# EXERCISE INSTRUCTIONS
Write out every entry precisely as given, leaving the pictures out.

# RECORD EXTRACTS
··········
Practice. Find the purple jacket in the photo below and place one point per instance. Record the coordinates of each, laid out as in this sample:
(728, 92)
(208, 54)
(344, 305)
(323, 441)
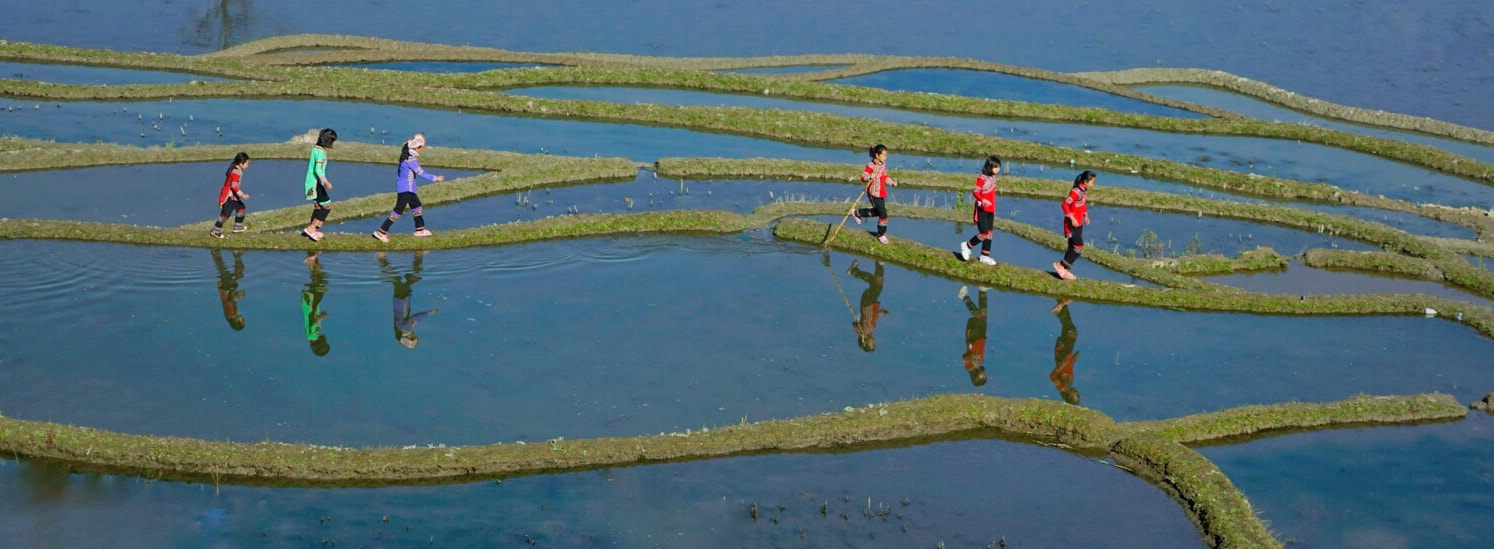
··········
# THE ANSWER
Practice. Find the purple jacket in the photo below and place one point per instance. Record the coordinates of each, laid out as in this sample:
(728, 92)
(208, 54)
(344, 305)
(323, 441)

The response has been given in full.